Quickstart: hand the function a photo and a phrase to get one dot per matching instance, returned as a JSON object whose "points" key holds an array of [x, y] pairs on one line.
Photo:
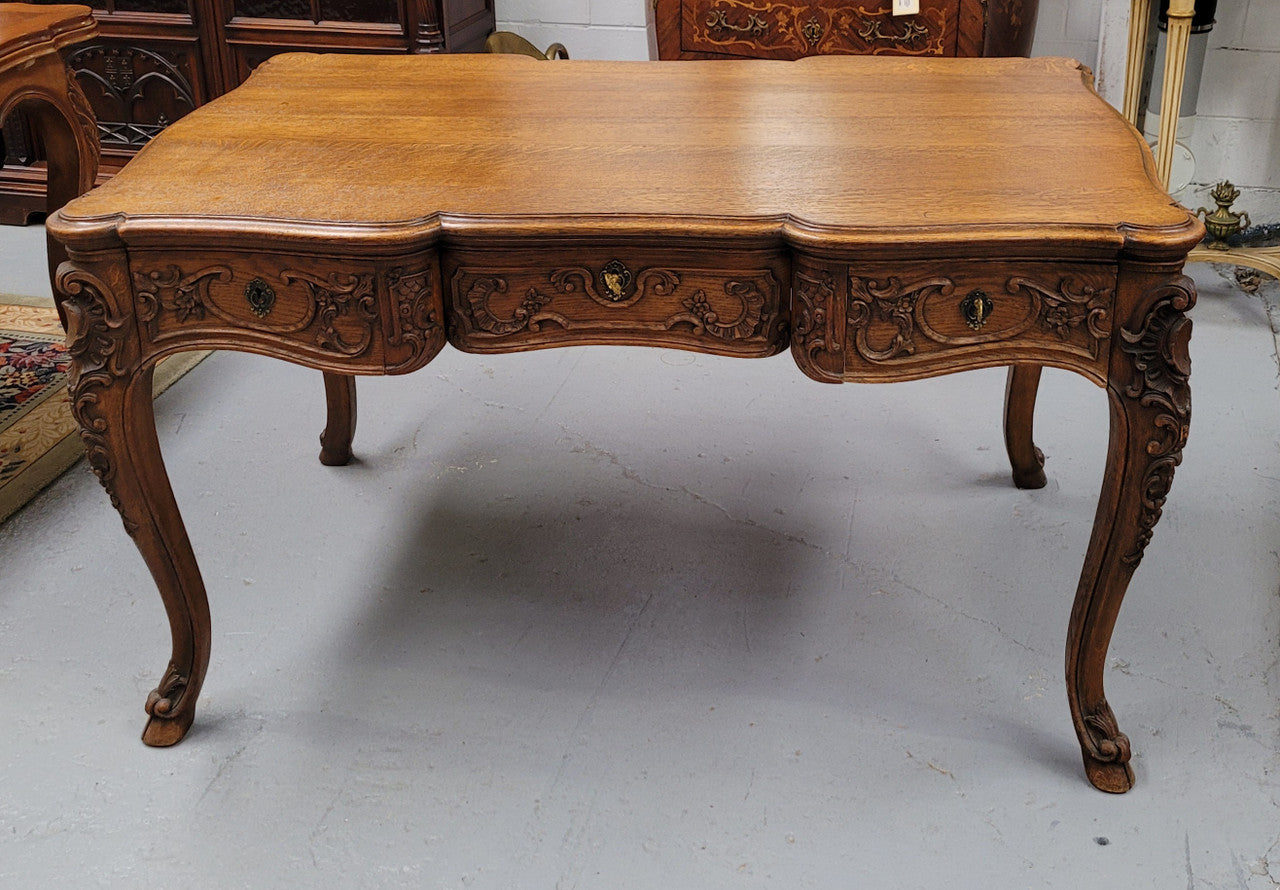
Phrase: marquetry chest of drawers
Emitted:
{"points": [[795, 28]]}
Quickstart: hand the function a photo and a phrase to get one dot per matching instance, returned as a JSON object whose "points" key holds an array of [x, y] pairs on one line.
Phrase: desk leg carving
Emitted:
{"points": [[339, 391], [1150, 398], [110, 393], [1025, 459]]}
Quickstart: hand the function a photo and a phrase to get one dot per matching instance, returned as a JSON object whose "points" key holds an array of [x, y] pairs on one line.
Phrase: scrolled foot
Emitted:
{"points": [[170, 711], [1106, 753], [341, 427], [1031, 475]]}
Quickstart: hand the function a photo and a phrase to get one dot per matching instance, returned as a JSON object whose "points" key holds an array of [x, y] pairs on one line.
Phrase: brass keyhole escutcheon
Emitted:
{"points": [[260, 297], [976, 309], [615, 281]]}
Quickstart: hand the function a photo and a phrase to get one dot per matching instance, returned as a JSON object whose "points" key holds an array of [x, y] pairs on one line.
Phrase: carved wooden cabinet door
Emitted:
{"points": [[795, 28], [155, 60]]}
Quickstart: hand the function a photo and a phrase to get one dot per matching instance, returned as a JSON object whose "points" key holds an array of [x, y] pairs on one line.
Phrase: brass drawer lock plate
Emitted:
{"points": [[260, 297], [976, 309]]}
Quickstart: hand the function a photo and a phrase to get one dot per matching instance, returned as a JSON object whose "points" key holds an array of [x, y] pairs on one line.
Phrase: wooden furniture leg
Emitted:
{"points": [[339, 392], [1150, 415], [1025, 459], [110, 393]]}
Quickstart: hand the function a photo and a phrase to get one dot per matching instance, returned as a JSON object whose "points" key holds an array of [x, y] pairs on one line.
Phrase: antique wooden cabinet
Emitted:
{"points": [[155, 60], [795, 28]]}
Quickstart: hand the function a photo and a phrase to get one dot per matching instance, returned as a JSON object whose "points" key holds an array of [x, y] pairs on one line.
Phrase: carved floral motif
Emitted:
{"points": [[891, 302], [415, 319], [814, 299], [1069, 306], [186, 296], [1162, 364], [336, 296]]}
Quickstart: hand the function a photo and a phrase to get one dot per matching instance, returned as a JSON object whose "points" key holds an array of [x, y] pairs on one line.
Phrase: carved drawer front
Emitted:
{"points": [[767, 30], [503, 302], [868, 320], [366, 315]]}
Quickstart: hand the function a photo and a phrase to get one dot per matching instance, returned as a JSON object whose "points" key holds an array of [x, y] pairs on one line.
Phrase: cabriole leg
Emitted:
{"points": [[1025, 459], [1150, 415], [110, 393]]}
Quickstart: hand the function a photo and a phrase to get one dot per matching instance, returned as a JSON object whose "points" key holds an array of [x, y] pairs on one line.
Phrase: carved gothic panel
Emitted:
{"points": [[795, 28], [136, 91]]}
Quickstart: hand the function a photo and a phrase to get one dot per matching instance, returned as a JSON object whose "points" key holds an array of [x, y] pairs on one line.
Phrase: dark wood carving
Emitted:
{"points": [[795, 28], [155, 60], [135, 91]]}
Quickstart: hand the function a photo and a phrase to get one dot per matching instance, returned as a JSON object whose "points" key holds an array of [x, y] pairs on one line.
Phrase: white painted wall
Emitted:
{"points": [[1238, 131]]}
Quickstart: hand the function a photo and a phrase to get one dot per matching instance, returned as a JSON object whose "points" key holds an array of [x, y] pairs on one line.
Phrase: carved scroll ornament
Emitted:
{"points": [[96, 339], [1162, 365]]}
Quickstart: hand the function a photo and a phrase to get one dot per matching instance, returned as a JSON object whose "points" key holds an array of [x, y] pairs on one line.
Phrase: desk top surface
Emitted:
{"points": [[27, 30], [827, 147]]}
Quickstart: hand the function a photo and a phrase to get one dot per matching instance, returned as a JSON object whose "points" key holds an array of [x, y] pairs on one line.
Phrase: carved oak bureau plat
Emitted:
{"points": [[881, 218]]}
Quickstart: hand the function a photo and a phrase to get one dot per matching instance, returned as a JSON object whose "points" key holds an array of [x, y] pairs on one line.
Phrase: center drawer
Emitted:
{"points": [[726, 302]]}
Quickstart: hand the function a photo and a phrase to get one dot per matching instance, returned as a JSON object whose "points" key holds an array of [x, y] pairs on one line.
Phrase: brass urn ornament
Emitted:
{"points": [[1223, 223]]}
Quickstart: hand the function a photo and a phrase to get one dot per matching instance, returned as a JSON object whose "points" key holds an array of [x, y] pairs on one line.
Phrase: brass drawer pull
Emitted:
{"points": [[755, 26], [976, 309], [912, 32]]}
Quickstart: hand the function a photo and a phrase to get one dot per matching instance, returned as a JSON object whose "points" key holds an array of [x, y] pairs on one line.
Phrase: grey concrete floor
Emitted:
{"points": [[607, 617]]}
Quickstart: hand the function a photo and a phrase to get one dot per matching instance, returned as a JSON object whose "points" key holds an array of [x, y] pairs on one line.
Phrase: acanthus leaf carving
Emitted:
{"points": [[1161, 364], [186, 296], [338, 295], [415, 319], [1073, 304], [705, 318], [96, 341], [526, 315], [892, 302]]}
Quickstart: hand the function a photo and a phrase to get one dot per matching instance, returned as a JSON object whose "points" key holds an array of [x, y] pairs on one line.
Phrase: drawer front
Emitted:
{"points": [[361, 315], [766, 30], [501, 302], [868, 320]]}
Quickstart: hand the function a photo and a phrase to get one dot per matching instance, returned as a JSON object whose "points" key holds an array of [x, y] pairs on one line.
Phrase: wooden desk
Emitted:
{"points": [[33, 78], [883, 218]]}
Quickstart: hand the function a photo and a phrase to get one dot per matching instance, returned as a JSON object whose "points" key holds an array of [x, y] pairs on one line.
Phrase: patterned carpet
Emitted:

Your instructions
Reproduce all of the material exactly, apart from the pictures.

Full output
Quickstart: hand the function a photo and a phrase to get one dot per matching instance, returned as a JSON object whose "points" key holds an array of [x, y] pairs on one line.
Photo:
Phrase: marquetry chest of drawers
Emitted:
{"points": [[795, 28]]}
Quickstart: hand the function a photo and a phrase to get one dot per matching instance, returned as a JSON object whose "points" key holds an array of [x, y] pairs on one line.
Phrase: desk leg carving
Emitted:
{"points": [[339, 391], [1150, 398], [110, 393], [1025, 459]]}
Quickstart: hand the function a photo and a phrase to get one dot per matching instance, returned as a JSON object whose "points" key holds an array of [x, y] pairs on one line.
Phrase: scrolled foot
Emitted:
{"points": [[170, 711], [1106, 753], [341, 427], [1031, 475]]}
Quickstart: hand the function a photo and a phrase to get one dot per matching instance, returned as a JSON object whose "points" key holds an array of [x, y] pairs on one line.
Phrase: brass keyhole escutcheon
Emitted:
{"points": [[260, 297], [976, 309], [615, 281]]}
Quickstart: hand the function a photo and a phrase to get one dot per matching instance, returned as a JSON object whose "points" key holds an array of [x, y] pairs on one line.
Phrase: carved wooden cabinet door
Emitted:
{"points": [[795, 28], [155, 60]]}
Quickstart: hand the function a photo and a phrase to get one dot per matching instance, returned as a JSON object whose "points" key holds an array of [x, y] pairs on one line.
Phrase: brass drawer lock plate
Emitted:
{"points": [[260, 297], [976, 309]]}
Quickstart: hand the function a photo and a phrase to get one dot per matching instance, returned as a JSON object whose "points" key holds an array of [x, y] pairs on one line.
Phrase: wooden furniture leg
Emitted:
{"points": [[339, 392], [1150, 415], [1025, 459], [110, 393]]}
Quickstart: hand the function a photo and a phrase to get one dot per matching instance, returned as a JSON object whose "points" key holds an array of [x, y] pairs on one line.
Phrase: antique wooden cabinet
Emitted:
{"points": [[155, 60], [795, 28]]}
Quickstart: hand the function a photo and a phrase to get one dot per matching instance, returned as a JSON object whose "points" key holds an array of [x, y] pairs on one line.
Phrase: carved floral motif
Emitted:
{"points": [[891, 302], [415, 319], [814, 299], [1069, 306], [186, 296], [1162, 364], [336, 296]]}
Quickstart: hand the function a photo and a phrase to get one dot per matching instance, returned as a JSON object whose "points" key holds an array of [x, y] pairs on one line.
Phrase: carved drawer front
Emitted:
{"points": [[767, 30], [503, 302], [868, 320], [366, 315]]}
Quickstart: hand the function a photo and a phrase to get one dot per matching instance, returned as a JSON object whose "points" key holds an array of [x, y] pairs on one line.
Phrase: cabriole leg
Emitted:
{"points": [[1025, 459], [1150, 415], [110, 393]]}
Quickstart: hand the function a photo and a phrase to get one dot per matching instance, returned as a JSON object whose "points" key holds an array of [x, y] pairs on one line.
Phrase: carved gothic panel
Emitted:
{"points": [[795, 28], [136, 91]]}
Quickstart: hand the function a photo and a phrase to get one dot per matching instance, returned as a JSON object whose "points" key holds an array of [x, y] pairs on one line.
Phrase: dark wood carving
Emitted:
{"points": [[795, 28], [155, 60], [135, 91]]}
Quickstart: hand the function a photo and a phrase to get one dot per matching instance, returned as a JSON object whose "points" key holds an array of [x, y] pairs on one line.
Phrase: white painted wall
Emitted:
{"points": [[1238, 131]]}
Quickstart: hand the function a photo and a phrase to get one dot per matching instance, returned as a JSON object whose "points" key holds an array of [x, y] pairs on one line.
Phrase: carved scroll ornament
Emitted:
{"points": [[96, 339], [1162, 365]]}
Quickstart: hand the function a photo and a phrase to get one dot per matching instance, returned as a JSON object whose "points" key holds an array of [x, y] pairs on one line.
Phrase: desk top surface
Emitted:
{"points": [[27, 30], [827, 147]]}
Quickstart: hand the function a photo and a phrase to get one dot per matching instance, returned as a JSON object whose "points" key holds an array of [x, y] pairs on one line.
Phrase: carved oak bureau plat
Emitted:
{"points": [[881, 218]]}
Quickstart: hand the function a photo and a phrase to get one dot per matching instance, returned as a JSON object whose "points" key holds an array of [x, y] pairs on one line.
Phrase: center drawer
Emitted:
{"points": [[726, 302]]}
Quickstart: hand the function a photo and a phrase to get one dot per matching instance, returned as a JSON object whose "points" key holds an array of [x, y] pairs on one line.
Phrase: brass urn ornament
Emitted:
{"points": [[1223, 223]]}
Quickstart: hand the function a photo and a phrase to get one dot per matching instance, returned as a JSON object whose "points" key holds an array of [x, y] pairs on one line.
Phrase: brass drawer pull
Emitted:
{"points": [[755, 26], [976, 309], [912, 32]]}
Quickstart: hand the function a photo and a phrase to get one dot per matching instance, returned as a JSON object whose "points" key holds an array of [x, y] pairs on one line.
Phrase: grey concrete floor
Emitted:
{"points": [[607, 617]]}
Quickstart: hand the function a photo and a phrase to get one dot per matching instance, returned as a JSON object whose "points" key holds an array of [x, y] pairs on one line.
Phrase: acanthus leaf carving
Emitted:
{"points": [[1161, 364], [186, 296], [338, 295], [415, 319], [1073, 304], [705, 318], [96, 341], [526, 315], [892, 302]]}
Quickstart: hand the function a photo and a phrase to get one dot per matching instance, returned as a JSON object whose "points" key holds an array of [x, y] pairs on one line.
Phrase: drawer front
Emitted:
{"points": [[361, 315], [766, 30], [501, 302], [868, 320]]}
Quickstart: hand the function a photo and a phrase to get one dot per matching instance, returned as a JSON object whose "points" key holds an array of [x, y] pairs on one line.
Phrase: wooden desk
Emitted:
{"points": [[33, 78], [883, 218]]}
Quickstart: hand the function a photo and a phrase to get one dot per matching instance, returned as a JSON object whose "points" key holds an array of [x, y] pairs on one line.
Phrase: patterned carpet
Emitted:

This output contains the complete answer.